Exercise input –
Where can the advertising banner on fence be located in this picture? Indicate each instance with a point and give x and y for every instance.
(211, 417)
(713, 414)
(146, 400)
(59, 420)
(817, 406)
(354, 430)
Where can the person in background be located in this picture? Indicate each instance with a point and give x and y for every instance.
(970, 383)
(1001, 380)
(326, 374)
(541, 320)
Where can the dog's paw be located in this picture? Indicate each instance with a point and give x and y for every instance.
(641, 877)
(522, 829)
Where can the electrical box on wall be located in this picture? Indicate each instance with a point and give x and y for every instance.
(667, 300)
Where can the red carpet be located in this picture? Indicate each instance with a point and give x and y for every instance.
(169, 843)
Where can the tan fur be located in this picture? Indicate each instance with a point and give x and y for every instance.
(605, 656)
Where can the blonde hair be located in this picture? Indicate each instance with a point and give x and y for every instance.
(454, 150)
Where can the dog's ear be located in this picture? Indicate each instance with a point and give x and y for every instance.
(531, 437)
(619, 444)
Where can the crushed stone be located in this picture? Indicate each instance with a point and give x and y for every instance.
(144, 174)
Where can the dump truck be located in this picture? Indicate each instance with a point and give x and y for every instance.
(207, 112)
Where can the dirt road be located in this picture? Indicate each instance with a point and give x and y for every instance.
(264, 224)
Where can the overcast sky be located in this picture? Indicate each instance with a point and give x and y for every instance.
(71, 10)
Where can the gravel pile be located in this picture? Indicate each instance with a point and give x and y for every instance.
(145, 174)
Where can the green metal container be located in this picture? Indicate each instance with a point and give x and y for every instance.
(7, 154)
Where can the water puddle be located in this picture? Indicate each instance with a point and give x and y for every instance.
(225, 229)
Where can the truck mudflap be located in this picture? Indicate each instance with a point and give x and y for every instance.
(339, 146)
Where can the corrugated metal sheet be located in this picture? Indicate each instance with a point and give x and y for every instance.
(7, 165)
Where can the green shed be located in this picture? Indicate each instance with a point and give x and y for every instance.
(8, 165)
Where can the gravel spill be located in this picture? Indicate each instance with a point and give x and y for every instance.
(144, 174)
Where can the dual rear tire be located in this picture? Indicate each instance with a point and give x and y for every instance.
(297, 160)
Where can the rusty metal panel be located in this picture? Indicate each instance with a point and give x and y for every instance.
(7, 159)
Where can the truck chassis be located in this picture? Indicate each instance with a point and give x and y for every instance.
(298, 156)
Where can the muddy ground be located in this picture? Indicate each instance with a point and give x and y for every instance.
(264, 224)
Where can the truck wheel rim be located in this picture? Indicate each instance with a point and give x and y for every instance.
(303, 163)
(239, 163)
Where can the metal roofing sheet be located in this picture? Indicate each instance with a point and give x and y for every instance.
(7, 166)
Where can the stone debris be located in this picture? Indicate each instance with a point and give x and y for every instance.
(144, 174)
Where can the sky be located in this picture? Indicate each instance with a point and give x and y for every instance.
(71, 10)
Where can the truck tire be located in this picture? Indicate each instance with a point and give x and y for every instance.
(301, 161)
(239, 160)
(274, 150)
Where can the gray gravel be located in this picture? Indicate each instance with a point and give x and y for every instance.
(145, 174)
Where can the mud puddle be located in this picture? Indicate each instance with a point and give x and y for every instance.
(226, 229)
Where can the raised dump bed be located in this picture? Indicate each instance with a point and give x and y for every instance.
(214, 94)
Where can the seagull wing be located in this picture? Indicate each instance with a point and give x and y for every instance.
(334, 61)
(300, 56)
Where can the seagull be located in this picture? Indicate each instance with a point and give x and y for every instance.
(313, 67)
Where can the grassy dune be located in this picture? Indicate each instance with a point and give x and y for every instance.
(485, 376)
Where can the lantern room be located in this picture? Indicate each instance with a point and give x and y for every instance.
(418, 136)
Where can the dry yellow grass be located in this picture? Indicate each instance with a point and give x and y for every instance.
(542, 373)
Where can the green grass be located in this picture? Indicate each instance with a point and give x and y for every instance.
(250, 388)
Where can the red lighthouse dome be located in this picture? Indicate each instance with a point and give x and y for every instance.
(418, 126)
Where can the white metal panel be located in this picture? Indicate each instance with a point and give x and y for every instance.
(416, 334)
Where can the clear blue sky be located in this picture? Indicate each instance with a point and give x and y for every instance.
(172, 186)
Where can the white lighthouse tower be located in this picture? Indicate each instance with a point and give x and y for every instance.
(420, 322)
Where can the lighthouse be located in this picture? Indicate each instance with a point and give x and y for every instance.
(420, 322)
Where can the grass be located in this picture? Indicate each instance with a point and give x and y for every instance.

Instructions to follow –
Print exactly the lines from the one with "Where can the seagull wing" through the end of the data, inclusive.

Solution for this task –
Where can the seagull wing be located in this picture? Indicate each instance with a point and give x and y for every instance.
(334, 61)
(300, 56)
Where can the seagull be located in this picture? Indicate each instance with a point and give x and y for every instance.
(313, 67)
Where can the grassy dune be located in this picture? Indicate each instance with a point and give x and y for every instance.
(485, 376)
Where can the lantern room be located in this picture? Indicate each instance with a point and give x and y for every instance.
(418, 136)
Where can the dry yellow grass be located in this picture? Indicate each instance with a point and give x and y for every instance.
(542, 373)
Where can the green grass be located in this picture? Indicate each instance with a point and give x and y for every instance.
(250, 388)
Where can the red lighthouse dome be located in this picture? Indicate each instance with a point and give x and y for every instance.
(418, 126)
Where can the white metal panel be located in this picture? Indicate each instance with a point and give x and y for every instance.
(416, 334)
Where can the clear blue sky be located in this picture? Indicate each instance with a point and give x and y for every instance.
(172, 186)
Where can the white lighthouse tower be located in this picture? Indicate each instance with a point and give x and y for every instance.
(420, 322)
Where can the lighthouse be located in this picture? Indicate each instance with a point and give x and y for every instance.
(420, 322)
Where can the grass be located in this picture? Indicate each instance with a point and give x and y for every instance.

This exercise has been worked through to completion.